■ **Work instructions**: Pull every line that includes the word "vegetation" from the data.

■ **Data to process**:
[Start of section]
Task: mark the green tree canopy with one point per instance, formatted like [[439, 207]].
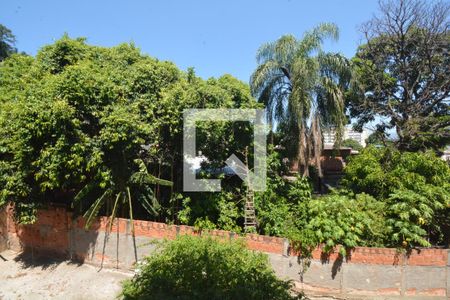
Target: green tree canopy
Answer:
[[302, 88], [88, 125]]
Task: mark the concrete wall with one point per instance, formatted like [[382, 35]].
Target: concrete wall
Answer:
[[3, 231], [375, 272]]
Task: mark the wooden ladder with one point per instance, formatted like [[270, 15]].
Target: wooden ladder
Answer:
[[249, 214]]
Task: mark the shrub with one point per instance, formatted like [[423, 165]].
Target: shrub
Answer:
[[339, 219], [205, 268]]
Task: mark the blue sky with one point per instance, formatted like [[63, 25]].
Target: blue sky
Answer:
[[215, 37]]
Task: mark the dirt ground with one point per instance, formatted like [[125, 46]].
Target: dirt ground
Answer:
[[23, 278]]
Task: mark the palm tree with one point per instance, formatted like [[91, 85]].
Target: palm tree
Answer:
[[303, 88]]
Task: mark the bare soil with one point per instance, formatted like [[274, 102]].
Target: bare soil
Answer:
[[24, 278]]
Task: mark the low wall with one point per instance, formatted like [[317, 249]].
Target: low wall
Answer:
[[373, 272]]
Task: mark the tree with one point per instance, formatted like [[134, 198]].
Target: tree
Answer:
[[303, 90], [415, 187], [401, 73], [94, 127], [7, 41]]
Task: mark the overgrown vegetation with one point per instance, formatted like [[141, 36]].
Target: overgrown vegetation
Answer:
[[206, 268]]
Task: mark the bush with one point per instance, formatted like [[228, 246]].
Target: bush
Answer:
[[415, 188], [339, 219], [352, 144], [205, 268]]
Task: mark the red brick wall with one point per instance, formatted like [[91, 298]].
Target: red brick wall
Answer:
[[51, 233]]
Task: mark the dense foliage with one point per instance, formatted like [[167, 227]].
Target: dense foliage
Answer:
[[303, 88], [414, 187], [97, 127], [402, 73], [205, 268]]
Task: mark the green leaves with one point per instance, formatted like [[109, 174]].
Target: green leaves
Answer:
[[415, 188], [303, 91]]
[End of section]
■ **Reply to the exercise**:
Task: mark the overgrown vegetation with one point per instance, formatted like [[141, 36]].
Target: overgrown vegetation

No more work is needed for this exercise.